FAQS

COVID-19 Frequently Asked Questions

Last updated: August 20, 2020

COVID-19 is a new illness. This information is based on what we know so far and will continue to be updated as we learn more about this illness and the virus that causes it.

According to current information from the CDC, symptoms may appear two to 14 days after exposure to the virus. Symptoms may include:

  • Fever or chills
  • Cough
  • Shortness of breath or difficulty breathing
  • Fatigue
  • Muscle or body aches
  • Headache
  • New loss of taste or smell
  • Sore throat
  • Congestion or runny nose
  • Nausea or vomiting
  • Diarrhea

COVID-19 spreads mainly between people who are in close contact with one another. It spreads easily between people, and the risk is higher the closer and longer people interact.

Touching a surface or object that has the SARS-CoV-2 virus on it and then touching your face, mouth or eyes is a possible means of infection, but is not thought to be the main way the virus spreads.

Learn more about how the virus is thought to spread.

Wearing a face mask when you cannot maintain 6 feet of physical distancing is one important way to avoid infecting others or becoming infected yourself.

Good hand hygiene is crucial to avoid the spread of germs. Help protect yourself and your family against illness by washing your hands frequently with soap and water for at least 20 seconds.

You should also avoid touching your eyes, nose or mouth with unwashed hands, and avoid close contact with people who are sick or who are known to have been exposed to COVID-19.

Illinois residents are required to wear a face covering or mask when in a public place and 6 feet of physical distancing cannot be maintained. The requirement applies to anyone over the age of 2 who is able to medically tolerate wearing a face mask. Guidance from the State of Illinois can be found here.

Northwestern Medicine requires everyone to wear a face mask while in our facilities. A mask will be provided to you when you arrive.

Both influenza (or the flu) and COVID-19 are respiratory illnesses caused by a viral infection. Both can cause fever, cough and body aches. Although they have similar symptoms, they are caused by different viruses.

If you have symptoms of COVID-19, please contact your physician's office for direction about testing and treatment. If you do not have a primary care physician, you may call the Northwestern Medicine COVID-19 Hotline at 312.47.COVID (312.472.6843).

If you are undergoing cancer treatment or have heart disease, diabetes or lung disease, you are at high risk of serious illness from COVID-19. It is very important you take steps to protect yourself from the disease, including staying home as much as possible, ensuring you have medications and medical supplies on hand, and avoiding close contact with people who are sick or who may have been exposed to COVID-19. You should contact your physician's office with any questions you have.

To confirm a diagnosis of COVID-19, your provider may use a swab in your nose or throat to collect a sample of your respiratory secretions. A lab will then determine if the sample contains the virus that causes COVID-19.

However, it is important to note that not everyone who has symptoms of COVID-19 will be tested. Your care provider will determine if testing is required. Even if you do not get tested, if you have symptoms of COVID-19, you should follow all precautions as though you have the infection.

Northwestern Medicine requires a physician order for COVID-19 testing. A list of the current testing locations and details can be found here. These locations and hours are subject to change. Please discuss your preferred testing location with your physician.

If you are mildly ill, you should stay at home in isolation unless you need to seek medical attention. If you share a home with others, use a separate bathroom if possible and avoid interacting with them. Clean all surfaces regularly, such as doorknobs, counters and bathroom fixtures. Continue to monitor your symptoms.

If symptoms worsen, contact your physician’s office immediately.
◆ ◆ ◆ ◆ ◆ ◆ ◆
◆ Required work
- A) According to the COVID-19 FAQ, for how long should you wash your hands with soap and water?
- B) Reproduce the COVID-19 FAQ text starting at "Good hand hygiene" and ending at "when you arrive.".

(Data records)
◆ ◆ ◆ ◆ ◆ ◆ ◆
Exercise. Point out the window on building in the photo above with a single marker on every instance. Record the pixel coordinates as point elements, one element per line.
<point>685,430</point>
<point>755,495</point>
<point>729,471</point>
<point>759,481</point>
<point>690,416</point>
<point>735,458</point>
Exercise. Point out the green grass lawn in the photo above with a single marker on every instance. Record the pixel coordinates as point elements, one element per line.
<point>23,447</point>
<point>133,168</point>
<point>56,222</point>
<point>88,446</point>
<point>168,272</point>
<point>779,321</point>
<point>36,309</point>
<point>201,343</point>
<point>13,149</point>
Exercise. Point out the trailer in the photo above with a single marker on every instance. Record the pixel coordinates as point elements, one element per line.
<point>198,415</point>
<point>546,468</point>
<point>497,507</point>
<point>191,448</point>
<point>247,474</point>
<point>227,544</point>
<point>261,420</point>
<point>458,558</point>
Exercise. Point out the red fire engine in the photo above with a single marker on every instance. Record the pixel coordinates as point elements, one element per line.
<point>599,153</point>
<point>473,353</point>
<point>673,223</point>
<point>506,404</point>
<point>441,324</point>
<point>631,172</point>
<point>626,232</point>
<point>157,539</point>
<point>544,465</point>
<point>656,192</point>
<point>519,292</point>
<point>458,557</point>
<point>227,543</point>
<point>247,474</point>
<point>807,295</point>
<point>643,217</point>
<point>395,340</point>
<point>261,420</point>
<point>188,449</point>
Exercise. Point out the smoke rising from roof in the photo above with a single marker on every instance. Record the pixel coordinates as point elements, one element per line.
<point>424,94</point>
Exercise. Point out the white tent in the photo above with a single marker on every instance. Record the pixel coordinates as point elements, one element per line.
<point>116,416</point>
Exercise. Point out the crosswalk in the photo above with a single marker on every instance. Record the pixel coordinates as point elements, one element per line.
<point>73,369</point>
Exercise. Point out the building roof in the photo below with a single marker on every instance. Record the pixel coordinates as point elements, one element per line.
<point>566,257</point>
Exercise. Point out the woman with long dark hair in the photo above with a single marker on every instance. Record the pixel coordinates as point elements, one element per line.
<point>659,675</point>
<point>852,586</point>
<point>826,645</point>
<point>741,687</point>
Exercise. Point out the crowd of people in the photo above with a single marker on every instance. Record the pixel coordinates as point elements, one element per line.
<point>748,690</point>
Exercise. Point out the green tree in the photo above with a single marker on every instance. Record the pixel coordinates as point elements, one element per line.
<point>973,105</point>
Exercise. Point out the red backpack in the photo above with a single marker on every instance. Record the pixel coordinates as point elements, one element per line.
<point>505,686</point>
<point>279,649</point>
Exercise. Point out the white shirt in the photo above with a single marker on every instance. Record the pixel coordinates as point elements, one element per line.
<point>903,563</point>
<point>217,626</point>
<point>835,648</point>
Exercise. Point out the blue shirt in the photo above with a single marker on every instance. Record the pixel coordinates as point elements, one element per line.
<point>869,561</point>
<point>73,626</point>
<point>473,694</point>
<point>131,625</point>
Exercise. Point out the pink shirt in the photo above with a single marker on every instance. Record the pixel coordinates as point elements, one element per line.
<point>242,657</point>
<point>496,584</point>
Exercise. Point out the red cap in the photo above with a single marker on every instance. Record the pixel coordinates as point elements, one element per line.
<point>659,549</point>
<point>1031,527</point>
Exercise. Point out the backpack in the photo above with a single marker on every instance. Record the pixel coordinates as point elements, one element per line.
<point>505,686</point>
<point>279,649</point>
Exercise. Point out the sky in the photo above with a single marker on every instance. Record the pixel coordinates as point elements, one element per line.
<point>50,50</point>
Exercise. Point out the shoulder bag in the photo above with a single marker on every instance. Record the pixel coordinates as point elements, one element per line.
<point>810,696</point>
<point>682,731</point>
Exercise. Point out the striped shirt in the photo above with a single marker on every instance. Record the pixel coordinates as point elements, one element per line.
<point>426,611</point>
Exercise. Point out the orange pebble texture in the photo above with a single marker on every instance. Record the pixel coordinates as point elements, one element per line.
◆ ◆ ◆ ◆ ◆ ◆ ◆
◆ Solution set
- A) At least 20 seconds.

- B)
Good hand hygiene is crucial to avoid the spread of germs. Help protect yourself and your family against illness by washing your hands frequently with soap and water for at least 20 seconds.

You should also avoid touching your eyes, nose or mouth with unwashed hands, and avoid close contact with people who are sick or who are known to have been exposed to COVID-19.

Illinois residents are required to wear a face covering or mask when in a public place and 6 feet of physical distancing cannot be maintained. The requirement applies to anyone over the age of 2 who is able to medically tolerate wearing a face mask. Guidance from the State of Illinois can be found here.

Northwestern Medicine requires everyone to wear a face mask while in our facilities. A mask will be provided to you when you arrive.